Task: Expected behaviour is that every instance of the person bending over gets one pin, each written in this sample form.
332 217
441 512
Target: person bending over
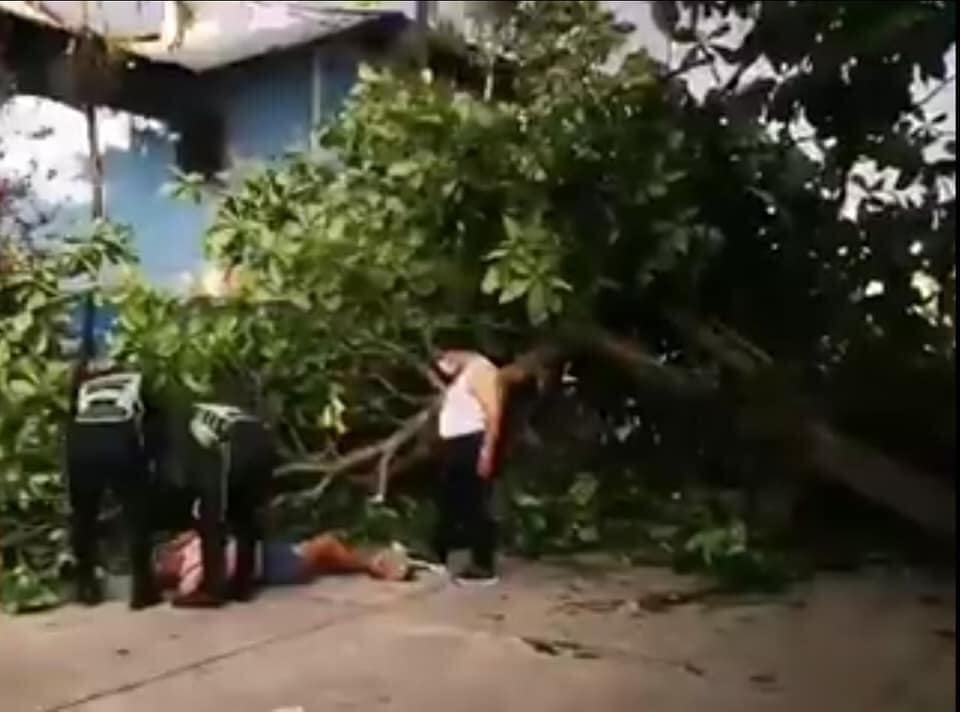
469 429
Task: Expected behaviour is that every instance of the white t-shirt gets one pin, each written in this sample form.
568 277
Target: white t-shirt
461 412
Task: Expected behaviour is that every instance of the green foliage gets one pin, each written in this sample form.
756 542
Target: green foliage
40 290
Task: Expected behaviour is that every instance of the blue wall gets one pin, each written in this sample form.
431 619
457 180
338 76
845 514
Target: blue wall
266 104
267 108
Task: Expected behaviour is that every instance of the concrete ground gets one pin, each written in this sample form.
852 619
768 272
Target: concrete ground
547 638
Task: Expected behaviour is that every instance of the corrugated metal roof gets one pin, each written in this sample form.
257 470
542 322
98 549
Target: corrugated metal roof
219 33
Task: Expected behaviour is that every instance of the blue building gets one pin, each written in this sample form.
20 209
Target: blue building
245 83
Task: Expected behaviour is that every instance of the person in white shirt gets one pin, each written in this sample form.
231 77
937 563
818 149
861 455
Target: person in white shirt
469 428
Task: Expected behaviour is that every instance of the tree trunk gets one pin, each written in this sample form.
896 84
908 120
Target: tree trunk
919 497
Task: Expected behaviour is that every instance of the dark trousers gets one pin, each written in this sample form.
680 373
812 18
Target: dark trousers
465 503
102 456
231 480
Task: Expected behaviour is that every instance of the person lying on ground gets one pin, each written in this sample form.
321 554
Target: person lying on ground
179 566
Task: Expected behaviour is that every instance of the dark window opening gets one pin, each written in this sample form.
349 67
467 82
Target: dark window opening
201 146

───

Write out all the rows above again, replacing "gets one pin" with "receives one pin" and leaving everything else unchanged. Leave the pictures out.

* _Correct output_:
Task: Expected behaviour is that every instance of the person bending over receives one pin, each written in this sample form.
332 217
441 512
Target: person bending over
469 429
Task: Expected behaviour is that every instance of the white t-shirt receives one pin, each written in this sample form.
568 277
Target: white t-shirt
461 412
Task: Expected behaviour is that every instance of the green foliage receives one pin, each written in this sample form.
756 542
Target: green foliage
40 290
Task: Expected behaviour is that every instance of the blue wall receives one pin, each written in this sample form.
431 619
457 180
338 76
845 514
Target: blue wall
266 104
267 108
Task: Expected behaviour is that every instance of the concrete ground receives one pin, each written in this sample form.
852 619
768 272
Target: concrete ground
547 638
Task: Expected behaviour is that every instance of the corrugated metal roof receives one pin, each written in this sample form.
257 470
542 322
98 549
Target: corrugated metal roof
219 33
Task: Expected behaviour is that every instance of the blue building receives one pin, each written in this sample form.
20 209
Target: blue building
245 83
Task: Expected behaviour is that every instance of the person in white shirt receives one pin, each written in this sample form.
231 77
937 563
818 149
861 455
Target: person in white shirt
469 428
Task: Expected behaviour is that every instance of the tree trunk receives one pin, each written in this sample form.
896 84
908 120
Target: tree trunk
919 497
Task: Expected behaviour is that every instance of the dark trousers receives one pin, each written in this sample form.
680 373
812 18
Target: dark trousers
465 503
102 456
231 480
Task: Expected behaviour is that every instance of the person lying on ground receives one pin, each written in this sample form.
321 554
Target: person lying on ground
179 566
Task: Expected behaviour is that every instance of the dark window opening receives one pin, each written in this sample form.
349 67
467 82
Target: dark window opening
201 146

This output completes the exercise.